+++ ИСХОДНЫЙ ДОКУМЕНТ

Выделенные средства должны были быть «освоены», то есть обязательно истрачены. На 31 декабря каждого года все банковские сче­та научных учреждений спешно сводились к нулю. С середины нояб­ря и весь декабрь у бухгалтерии было самое горячее время. Деньги лихорадочно тратились на что угодно. Организации спешили рассчитаться друг с другом за реальные и вымышленные услуги. Заказчики стремились заавансировать работы следующего года, а исполнители умоляли их не переводить денег до наступления нового года, иначе — пропадут. И, правда, все, что оставалось на счетах на 31 декабря, называлось «экономией», изымалось финорганами и уходило в пользу местных бюджетов. А финансирование следующего года данному НИИ принудительно уменьшалось на сумму «достигну­той экономии». Предприятие, таким образом, теряло дважды — в этом году, в следующем, а также его еще и ругали — мол, пло­хо планируете науку!..

++++++
+++ ПОКАЗАННЫЙ МАТЕРИАЛ

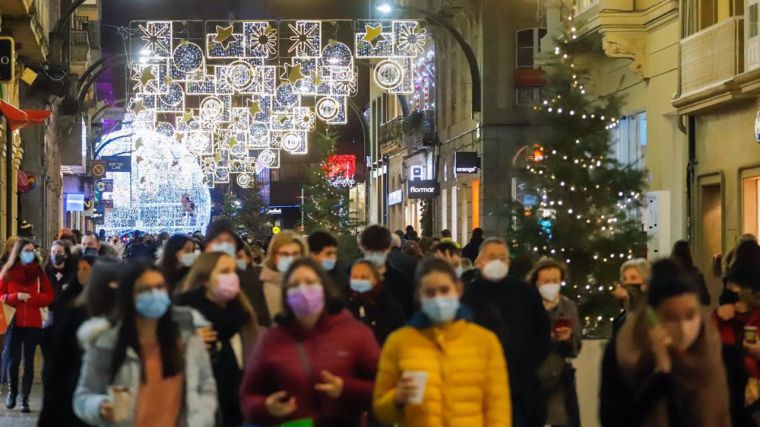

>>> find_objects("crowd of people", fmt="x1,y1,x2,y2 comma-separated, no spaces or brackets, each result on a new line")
0,220,760,427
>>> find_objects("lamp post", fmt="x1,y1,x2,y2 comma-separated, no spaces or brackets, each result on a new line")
375,0,482,116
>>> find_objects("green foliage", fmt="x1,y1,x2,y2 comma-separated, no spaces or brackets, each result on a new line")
510,30,646,335
303,131,355,235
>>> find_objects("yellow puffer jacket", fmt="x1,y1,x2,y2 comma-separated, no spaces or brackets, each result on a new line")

++++++

* [КОРОТКОЕ ЗАДАНИЕ]: Объясните, опираясь на исходный документ, почему исполнители умоляли заказчиков не переводить деньги до наступления нового года. Уложитесь в одно–три предложения.

* [ОТВЕТ]: Переведенные до нового года деньги пропали бы. Все, что оставалось на счетах на 31 декабря, считалось «экономией», изымалось финорганами в пользу местных бюджетов. Кроме того, финансирование следующего года принудительно уменьшалось на сумму этой «экономии».